**Directive**
Can you reproduce the blog excerpt below on Black history, civil religion, and modern presidents word for word, from its header through its final sentence?

U.S. Intellectual History Blog

Black History, Civil Religion, and Modern American Presidents

President Donald Trump’s visit to Mississippi for the opening of their new Civil Rights Museum was one of many controversies that engulfed his administration last week. Many civil rights activists, including most notably Congressman John Lewis, felt Trump’s presence at the museum was a direct challenge to everything the Civil Rights Movement stood for. We should understand Trump’s visit and the reaction to it, however, as not just a response to Trump’s own policies and history. His visit is part of the continuing struggle to enshrine the Civil Rights Movement—and more broadly, the African American experience—within American civil religion.

**Dataset**
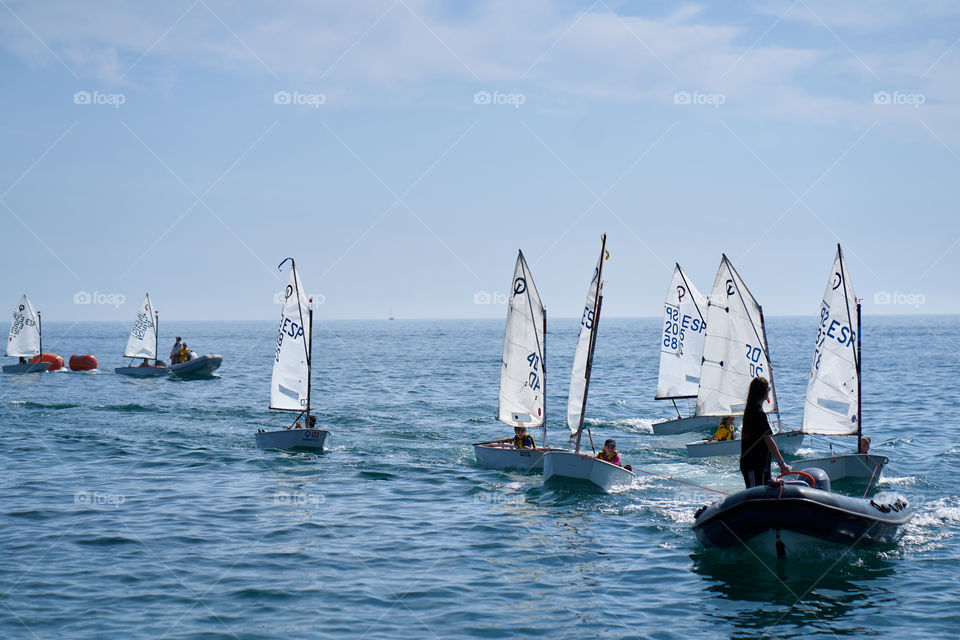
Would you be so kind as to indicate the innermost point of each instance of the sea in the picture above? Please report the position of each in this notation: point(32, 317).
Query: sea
point(143, 509)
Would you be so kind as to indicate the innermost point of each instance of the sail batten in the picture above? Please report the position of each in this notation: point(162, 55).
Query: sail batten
point(831, 406)
point(23, 340)
point(681, 339)
point(580, 375)
point(142, 342)
point(734, 349)
point(522, 368)
point(289, 384)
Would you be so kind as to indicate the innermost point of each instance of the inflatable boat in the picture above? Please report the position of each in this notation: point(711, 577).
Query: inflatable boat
point(788, 515)
point(198, 367)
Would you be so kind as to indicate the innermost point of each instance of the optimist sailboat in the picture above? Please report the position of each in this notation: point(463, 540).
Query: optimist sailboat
point(681, 353)
point(523, 375)
point(832, 405)
point(573, 465)
point(290, 383)
point(734, 352)
point(142, 343)
point(25, 339)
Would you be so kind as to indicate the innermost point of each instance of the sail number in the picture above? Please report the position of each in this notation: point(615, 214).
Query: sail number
point(290, 329)
point(533, 380)
point(141, 325)
point(832, 329)
point(587, 319)
point(676, 326)
point(753, 359)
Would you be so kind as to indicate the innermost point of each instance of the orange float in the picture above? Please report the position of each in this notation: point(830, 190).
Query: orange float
point(82, 363)
point(56, 362)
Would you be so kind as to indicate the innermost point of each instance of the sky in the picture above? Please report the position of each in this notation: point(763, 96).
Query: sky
point(402, 151)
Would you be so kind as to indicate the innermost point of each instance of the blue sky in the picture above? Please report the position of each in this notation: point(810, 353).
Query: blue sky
point(152, 147)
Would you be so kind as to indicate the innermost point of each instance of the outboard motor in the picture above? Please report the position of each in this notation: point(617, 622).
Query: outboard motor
point(823, 480)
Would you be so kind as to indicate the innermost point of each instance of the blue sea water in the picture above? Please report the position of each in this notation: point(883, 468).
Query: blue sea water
point(141, 508)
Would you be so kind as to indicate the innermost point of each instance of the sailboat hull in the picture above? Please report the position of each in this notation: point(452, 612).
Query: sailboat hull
point(854, 466)
point(30, 367)
point(500, 456)
point(293, 439)
point(196, 368)
point(787, 442)
point(141, 372)
point(683, 425)
point(584, 469)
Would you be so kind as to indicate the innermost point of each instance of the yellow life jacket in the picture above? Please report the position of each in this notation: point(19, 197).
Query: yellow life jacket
point(518, 441)
point(603, 455)
point(724, 432)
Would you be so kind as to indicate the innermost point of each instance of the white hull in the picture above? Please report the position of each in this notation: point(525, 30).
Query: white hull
point(691, 423)
point(198, 367)
point(30, 367)
point(141, 372)
point(498, 456)
point(567, 465)
point(787, 442)
point(856, 466)
point(289, 439)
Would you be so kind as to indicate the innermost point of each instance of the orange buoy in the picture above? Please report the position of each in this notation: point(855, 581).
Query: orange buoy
point(82, 363)
point(56, 362)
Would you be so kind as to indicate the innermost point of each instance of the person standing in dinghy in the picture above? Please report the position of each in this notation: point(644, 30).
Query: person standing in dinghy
point(175, 352)
point(756, 443)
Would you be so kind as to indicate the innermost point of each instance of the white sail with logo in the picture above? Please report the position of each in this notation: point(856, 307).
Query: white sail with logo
point(24, 338)
point(580, 376)
point(289, 385)
point(681, 339)
point(832, 392)
point(522, 371)
point(735, 347)
point(142, 342)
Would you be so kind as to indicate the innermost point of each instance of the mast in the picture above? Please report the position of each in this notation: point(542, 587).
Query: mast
point(766, 346)
point(593, 339)
point(859, 408)
point(543, 361)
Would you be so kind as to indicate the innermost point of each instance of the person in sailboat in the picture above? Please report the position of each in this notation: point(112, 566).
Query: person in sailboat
point(757, 445)
point(311, 420)
point(175, 352)
point(609, 452)
point(520, 440)
point(724, 431)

**Response to the exercise**
U.S. Intellectual History Blog

Black History, Civil Religion, and Modern American Presidents

President Donald Trump’s visit to Mississippi for the opening of their new Civil Rights Museum was one of many controversies that engulfed his administration last week. Many civil rights activists, including most notably Congressman John Lewis, felt Trump’s presence at the museum was a direct challenge to everything the Civil Rights Movement stood for. We should understand Trump’s visit and the reaction to it, however, as not just a response to Trump’s own policies and history. His visit is part of the continuing struggle to enshrine the Civil Rights Movement—and more broadly, the African American experience—within American civil religion.